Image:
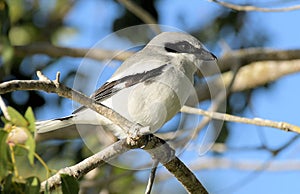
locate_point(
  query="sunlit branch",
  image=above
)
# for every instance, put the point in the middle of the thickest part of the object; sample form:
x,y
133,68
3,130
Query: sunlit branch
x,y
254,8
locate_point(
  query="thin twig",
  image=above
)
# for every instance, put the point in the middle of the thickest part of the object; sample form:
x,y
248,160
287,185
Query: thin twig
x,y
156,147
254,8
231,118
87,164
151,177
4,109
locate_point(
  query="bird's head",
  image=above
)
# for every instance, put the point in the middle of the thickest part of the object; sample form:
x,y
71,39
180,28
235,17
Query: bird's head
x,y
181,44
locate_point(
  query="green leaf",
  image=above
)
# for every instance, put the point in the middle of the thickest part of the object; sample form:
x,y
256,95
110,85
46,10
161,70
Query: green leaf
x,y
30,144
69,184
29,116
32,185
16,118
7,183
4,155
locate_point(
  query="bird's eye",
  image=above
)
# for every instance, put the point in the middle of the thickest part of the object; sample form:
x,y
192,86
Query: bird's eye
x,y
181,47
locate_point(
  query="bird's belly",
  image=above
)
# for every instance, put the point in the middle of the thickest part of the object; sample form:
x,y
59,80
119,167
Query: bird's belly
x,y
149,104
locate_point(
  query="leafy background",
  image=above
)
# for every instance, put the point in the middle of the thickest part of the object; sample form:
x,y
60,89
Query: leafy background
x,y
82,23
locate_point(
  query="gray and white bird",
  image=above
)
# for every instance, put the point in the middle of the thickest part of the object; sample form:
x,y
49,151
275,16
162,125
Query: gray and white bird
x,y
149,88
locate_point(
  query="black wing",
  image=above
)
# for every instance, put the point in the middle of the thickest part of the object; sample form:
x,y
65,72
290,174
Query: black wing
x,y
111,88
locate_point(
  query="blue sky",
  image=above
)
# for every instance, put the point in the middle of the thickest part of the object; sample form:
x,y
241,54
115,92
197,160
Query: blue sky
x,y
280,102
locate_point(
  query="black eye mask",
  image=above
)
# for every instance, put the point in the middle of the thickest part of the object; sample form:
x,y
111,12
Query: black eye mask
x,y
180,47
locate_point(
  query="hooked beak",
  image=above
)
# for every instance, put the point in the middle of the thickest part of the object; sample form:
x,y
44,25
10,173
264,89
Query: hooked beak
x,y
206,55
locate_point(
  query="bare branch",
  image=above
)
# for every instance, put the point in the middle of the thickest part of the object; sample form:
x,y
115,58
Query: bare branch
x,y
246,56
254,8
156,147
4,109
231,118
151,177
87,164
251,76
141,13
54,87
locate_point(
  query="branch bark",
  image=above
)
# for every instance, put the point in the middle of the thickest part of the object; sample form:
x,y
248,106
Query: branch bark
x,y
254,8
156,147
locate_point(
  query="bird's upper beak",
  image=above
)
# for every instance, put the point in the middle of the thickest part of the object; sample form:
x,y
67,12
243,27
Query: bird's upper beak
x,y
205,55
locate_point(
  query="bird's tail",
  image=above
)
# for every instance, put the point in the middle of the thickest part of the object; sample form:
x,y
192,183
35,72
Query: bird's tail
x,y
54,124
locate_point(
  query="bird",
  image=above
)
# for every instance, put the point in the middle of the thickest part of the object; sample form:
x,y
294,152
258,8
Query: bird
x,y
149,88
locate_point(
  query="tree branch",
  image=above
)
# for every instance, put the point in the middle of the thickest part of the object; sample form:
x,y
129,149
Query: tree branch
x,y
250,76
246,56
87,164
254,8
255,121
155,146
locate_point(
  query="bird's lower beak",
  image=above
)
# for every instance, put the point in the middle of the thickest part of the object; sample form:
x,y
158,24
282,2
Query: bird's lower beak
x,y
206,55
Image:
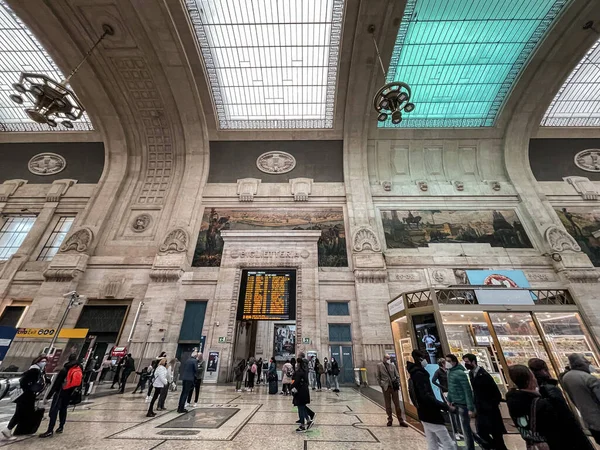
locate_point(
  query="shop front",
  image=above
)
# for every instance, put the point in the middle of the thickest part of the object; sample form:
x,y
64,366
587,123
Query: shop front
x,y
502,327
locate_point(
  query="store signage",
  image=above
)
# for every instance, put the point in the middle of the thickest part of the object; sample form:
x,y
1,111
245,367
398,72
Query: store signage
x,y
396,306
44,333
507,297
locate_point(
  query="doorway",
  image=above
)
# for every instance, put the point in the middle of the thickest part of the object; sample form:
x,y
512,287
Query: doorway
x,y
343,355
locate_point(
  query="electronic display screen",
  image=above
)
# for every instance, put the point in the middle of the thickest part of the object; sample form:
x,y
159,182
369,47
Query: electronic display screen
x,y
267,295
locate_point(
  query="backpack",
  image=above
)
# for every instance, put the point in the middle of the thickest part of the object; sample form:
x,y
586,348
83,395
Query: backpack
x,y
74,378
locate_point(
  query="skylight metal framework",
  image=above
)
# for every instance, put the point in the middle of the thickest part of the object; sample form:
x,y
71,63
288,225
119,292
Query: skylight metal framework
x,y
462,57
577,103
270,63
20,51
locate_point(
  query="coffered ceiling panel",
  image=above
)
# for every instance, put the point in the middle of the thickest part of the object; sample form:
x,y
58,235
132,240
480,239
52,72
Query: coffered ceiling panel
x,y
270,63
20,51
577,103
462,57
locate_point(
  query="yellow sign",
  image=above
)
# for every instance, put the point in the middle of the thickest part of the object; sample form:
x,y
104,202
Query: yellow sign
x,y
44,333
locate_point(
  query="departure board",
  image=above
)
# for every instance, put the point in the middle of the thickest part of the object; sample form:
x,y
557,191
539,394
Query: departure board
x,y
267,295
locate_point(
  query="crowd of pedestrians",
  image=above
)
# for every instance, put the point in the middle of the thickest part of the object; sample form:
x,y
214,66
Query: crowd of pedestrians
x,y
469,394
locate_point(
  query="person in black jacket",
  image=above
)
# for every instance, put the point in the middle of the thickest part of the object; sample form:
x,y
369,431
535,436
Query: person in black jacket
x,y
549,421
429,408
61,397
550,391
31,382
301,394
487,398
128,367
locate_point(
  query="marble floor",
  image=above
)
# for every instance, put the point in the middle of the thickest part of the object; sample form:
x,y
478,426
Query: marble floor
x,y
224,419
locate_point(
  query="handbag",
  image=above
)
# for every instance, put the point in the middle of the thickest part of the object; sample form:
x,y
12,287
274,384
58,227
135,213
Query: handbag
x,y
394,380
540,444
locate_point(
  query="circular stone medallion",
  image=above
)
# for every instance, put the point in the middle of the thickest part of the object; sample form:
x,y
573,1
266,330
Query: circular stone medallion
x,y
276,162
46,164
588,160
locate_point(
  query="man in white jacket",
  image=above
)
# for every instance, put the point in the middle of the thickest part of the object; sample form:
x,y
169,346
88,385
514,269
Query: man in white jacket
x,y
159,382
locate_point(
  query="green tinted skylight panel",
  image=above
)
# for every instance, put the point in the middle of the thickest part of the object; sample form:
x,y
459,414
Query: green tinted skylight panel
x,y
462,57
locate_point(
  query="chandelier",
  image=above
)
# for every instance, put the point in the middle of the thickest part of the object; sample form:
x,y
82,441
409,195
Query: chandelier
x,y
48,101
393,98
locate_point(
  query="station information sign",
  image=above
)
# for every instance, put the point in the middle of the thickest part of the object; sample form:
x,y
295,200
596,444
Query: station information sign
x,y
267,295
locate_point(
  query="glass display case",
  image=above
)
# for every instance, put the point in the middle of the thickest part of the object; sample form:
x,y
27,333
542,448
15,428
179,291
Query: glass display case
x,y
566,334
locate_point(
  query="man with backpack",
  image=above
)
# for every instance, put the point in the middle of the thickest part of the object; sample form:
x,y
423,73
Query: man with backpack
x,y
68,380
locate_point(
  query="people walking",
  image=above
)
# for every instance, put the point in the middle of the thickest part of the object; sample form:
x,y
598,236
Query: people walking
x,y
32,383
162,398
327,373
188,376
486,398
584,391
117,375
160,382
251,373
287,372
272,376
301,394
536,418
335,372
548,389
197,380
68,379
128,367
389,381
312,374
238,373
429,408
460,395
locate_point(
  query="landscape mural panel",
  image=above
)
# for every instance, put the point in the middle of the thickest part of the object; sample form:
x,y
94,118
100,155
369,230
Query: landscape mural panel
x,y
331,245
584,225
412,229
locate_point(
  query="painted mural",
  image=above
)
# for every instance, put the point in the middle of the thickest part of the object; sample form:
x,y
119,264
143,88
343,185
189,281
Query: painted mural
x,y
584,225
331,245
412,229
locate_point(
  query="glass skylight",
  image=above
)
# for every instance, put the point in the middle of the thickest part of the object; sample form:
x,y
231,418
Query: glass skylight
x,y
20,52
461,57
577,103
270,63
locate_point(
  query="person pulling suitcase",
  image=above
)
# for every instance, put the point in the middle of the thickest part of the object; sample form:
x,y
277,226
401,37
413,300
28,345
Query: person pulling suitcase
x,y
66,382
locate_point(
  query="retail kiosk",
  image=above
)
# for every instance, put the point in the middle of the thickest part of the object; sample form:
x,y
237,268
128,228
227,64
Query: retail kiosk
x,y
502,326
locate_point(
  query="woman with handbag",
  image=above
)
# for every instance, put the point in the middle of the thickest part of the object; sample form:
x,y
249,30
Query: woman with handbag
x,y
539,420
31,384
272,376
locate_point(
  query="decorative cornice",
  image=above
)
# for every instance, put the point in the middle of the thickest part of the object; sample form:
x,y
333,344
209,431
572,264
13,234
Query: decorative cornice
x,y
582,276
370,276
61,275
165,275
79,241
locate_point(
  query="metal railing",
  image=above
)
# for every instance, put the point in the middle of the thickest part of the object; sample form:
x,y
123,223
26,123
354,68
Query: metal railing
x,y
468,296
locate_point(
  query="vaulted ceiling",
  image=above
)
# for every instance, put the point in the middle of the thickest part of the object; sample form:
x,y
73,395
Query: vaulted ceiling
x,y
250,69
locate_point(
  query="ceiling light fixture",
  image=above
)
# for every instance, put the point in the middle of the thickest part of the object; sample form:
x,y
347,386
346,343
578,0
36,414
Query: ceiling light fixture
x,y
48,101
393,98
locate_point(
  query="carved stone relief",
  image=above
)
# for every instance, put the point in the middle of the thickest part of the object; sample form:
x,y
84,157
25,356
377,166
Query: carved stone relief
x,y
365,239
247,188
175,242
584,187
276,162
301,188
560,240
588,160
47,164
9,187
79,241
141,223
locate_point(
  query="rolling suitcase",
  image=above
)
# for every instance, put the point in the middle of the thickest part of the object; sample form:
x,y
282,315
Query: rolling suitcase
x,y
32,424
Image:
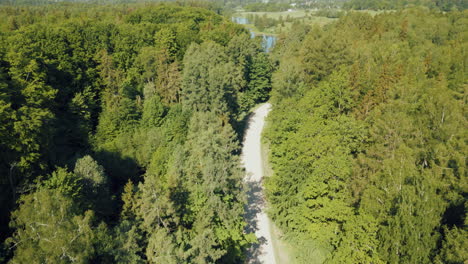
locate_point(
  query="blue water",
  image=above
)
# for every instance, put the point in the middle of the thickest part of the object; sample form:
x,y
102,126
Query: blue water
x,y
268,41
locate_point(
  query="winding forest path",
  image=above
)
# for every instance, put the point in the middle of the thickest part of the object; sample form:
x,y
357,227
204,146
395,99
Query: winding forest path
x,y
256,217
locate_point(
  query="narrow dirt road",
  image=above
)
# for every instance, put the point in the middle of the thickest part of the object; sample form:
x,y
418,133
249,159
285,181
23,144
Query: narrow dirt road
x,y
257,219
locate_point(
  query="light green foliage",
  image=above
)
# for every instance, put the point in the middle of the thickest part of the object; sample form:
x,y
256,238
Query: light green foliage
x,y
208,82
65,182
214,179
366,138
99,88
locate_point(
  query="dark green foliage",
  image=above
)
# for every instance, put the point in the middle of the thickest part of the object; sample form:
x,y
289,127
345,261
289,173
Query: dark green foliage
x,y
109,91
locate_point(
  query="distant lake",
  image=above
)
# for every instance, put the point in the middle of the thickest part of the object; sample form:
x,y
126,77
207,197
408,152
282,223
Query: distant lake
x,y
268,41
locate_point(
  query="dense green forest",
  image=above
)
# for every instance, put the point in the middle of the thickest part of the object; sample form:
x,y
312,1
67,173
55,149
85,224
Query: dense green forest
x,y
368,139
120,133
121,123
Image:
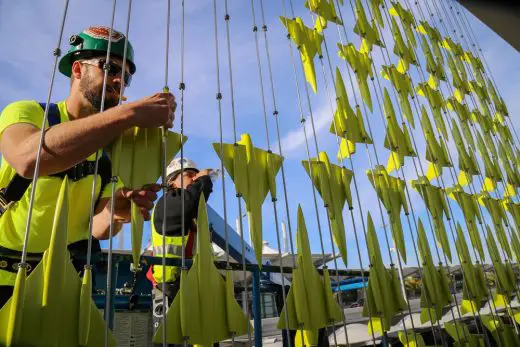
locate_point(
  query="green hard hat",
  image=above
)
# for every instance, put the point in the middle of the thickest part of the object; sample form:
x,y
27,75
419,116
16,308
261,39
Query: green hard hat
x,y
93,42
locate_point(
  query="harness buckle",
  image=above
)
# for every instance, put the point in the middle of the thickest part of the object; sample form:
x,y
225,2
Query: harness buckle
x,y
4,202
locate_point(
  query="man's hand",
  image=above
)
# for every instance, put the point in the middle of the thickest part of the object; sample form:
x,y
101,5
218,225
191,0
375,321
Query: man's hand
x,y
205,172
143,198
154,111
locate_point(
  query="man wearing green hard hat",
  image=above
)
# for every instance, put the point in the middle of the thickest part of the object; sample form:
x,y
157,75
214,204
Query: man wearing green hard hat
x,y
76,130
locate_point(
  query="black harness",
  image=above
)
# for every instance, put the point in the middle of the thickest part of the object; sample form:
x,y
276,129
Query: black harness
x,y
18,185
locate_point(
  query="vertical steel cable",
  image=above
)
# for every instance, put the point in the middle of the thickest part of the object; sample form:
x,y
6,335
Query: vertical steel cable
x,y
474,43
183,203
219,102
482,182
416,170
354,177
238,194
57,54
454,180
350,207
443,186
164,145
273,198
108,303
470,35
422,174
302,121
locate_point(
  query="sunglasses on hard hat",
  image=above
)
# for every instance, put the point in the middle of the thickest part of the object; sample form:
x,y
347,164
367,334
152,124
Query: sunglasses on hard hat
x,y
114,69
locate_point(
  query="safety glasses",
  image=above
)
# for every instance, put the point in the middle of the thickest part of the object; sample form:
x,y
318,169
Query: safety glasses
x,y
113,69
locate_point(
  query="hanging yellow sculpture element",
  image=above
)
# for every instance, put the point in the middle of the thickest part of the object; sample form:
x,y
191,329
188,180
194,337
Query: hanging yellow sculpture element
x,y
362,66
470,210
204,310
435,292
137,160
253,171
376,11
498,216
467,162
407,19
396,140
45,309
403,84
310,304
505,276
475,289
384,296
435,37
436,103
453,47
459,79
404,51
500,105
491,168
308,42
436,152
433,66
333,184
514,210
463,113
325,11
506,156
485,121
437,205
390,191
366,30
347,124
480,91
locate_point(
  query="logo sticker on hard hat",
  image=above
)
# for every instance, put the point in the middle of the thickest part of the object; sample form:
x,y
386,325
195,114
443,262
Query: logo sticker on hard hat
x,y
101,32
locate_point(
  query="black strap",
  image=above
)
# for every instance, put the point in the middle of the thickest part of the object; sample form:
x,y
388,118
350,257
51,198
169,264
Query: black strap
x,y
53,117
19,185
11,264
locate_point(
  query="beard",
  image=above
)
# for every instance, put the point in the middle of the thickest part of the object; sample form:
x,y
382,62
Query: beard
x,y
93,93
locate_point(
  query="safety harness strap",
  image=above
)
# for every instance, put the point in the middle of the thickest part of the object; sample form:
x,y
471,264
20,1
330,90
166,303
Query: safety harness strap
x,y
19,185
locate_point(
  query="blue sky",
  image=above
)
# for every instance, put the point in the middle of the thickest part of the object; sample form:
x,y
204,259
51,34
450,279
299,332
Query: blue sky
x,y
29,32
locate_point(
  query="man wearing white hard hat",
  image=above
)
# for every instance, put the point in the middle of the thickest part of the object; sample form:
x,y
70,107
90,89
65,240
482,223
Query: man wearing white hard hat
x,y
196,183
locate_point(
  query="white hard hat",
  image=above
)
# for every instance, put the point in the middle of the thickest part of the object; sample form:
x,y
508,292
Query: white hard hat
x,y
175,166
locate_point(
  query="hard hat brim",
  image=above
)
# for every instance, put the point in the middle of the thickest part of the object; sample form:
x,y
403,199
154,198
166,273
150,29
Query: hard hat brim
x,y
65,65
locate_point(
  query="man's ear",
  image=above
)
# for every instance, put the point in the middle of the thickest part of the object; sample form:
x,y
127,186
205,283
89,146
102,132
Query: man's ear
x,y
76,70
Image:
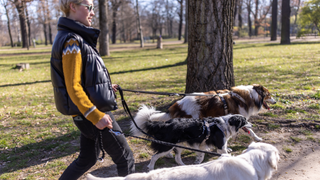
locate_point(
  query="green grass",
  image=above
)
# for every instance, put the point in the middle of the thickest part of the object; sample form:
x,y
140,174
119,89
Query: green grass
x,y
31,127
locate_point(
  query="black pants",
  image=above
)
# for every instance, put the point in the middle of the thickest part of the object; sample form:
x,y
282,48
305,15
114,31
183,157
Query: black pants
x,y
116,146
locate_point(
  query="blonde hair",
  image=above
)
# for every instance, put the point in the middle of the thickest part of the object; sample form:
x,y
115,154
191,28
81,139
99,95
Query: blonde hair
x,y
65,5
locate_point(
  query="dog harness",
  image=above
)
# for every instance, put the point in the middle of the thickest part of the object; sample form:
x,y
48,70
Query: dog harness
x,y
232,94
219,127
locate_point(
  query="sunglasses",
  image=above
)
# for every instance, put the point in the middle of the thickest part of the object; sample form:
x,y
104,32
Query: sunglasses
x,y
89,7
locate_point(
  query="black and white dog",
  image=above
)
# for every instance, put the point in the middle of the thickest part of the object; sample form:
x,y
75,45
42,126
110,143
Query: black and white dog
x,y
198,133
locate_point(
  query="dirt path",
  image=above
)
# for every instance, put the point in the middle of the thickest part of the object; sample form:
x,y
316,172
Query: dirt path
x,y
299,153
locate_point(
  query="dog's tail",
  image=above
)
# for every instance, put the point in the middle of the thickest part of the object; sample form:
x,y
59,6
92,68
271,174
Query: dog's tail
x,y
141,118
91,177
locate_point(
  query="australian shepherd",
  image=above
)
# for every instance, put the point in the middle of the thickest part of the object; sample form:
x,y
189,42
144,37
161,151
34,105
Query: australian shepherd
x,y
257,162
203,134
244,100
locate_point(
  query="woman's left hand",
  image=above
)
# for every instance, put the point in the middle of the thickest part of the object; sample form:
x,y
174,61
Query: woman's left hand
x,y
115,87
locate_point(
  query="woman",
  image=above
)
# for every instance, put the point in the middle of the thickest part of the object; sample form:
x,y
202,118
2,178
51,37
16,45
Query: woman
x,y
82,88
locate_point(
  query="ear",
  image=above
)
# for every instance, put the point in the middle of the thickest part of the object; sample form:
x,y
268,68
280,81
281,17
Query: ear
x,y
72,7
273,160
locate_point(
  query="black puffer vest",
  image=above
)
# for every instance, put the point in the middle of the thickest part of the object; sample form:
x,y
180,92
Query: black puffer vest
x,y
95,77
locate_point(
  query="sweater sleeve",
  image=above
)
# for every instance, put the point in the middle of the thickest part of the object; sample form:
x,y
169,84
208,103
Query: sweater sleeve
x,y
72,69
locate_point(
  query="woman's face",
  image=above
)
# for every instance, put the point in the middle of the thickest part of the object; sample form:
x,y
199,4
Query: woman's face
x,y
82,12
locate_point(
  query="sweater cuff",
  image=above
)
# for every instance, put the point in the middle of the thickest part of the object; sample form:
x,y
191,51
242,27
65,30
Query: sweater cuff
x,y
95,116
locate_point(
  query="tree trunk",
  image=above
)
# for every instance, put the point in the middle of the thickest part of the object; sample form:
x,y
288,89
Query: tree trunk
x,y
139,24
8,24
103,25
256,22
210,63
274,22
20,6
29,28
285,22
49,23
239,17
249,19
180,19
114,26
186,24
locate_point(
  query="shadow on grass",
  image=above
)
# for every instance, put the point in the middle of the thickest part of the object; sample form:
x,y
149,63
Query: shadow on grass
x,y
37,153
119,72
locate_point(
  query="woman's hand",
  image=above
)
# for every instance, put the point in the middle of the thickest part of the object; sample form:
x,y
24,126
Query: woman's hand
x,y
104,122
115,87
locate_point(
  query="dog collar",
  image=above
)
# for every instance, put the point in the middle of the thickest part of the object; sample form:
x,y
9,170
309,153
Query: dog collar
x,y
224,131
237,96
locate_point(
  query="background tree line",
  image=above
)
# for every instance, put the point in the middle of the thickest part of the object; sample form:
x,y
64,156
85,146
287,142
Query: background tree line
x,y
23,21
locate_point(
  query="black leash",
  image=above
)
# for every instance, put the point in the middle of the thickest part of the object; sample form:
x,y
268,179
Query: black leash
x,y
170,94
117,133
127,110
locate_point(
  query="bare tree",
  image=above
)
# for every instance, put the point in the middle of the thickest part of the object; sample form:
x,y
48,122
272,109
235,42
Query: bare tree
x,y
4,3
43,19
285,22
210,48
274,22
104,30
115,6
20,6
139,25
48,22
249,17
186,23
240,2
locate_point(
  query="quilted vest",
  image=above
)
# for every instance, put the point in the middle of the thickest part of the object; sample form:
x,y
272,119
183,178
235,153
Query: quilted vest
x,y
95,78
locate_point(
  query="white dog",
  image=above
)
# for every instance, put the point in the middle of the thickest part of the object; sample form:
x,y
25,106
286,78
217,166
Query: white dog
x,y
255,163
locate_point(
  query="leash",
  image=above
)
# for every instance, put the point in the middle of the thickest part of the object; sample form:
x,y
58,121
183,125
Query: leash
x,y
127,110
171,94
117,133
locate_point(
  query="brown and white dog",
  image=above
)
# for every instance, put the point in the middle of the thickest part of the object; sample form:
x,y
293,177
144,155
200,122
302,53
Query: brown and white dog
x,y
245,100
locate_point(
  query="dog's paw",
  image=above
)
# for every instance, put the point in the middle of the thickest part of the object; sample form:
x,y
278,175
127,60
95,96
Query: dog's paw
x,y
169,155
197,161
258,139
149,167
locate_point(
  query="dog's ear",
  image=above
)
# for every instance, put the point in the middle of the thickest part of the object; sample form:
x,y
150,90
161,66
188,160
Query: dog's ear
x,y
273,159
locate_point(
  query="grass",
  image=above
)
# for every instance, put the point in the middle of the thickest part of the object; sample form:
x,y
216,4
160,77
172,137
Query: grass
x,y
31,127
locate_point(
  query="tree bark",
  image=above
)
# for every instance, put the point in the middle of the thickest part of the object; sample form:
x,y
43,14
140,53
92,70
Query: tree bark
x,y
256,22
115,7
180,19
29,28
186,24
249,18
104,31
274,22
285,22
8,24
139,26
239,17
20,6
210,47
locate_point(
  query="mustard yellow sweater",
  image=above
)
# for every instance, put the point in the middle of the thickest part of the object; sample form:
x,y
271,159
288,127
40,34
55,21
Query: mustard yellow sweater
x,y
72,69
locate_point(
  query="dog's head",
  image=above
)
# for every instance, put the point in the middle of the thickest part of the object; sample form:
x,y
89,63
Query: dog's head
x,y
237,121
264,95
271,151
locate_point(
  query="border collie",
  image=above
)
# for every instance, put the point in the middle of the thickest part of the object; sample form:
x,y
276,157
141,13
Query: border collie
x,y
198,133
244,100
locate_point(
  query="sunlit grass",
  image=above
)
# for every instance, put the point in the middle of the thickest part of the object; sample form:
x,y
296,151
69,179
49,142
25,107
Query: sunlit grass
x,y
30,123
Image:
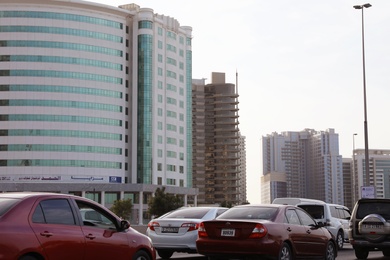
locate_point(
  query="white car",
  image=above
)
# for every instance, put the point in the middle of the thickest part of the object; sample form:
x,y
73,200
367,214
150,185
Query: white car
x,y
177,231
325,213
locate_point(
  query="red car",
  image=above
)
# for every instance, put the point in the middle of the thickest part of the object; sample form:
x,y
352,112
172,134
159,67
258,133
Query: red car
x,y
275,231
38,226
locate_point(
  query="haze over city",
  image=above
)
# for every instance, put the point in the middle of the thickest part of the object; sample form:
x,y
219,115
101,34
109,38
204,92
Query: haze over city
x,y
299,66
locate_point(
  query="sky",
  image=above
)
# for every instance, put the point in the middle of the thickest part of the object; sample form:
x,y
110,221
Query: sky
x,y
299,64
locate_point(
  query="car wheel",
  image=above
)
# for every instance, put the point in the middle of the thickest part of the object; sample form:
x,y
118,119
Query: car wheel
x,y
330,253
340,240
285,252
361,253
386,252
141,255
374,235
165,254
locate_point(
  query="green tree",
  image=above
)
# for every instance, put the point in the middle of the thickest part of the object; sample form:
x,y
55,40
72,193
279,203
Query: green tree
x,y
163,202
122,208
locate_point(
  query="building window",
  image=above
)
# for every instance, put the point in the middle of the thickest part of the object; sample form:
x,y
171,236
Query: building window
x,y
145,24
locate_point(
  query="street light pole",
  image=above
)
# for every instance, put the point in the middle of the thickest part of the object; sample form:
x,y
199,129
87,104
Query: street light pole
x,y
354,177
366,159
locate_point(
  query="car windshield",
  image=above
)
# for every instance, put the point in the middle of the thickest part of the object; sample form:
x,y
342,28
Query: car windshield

|---|

» **ASSIGNMENT**:
In the records, how many lines include the string "windshield"? The answer is that number alone.

» **YOUR SOLUTION**:
2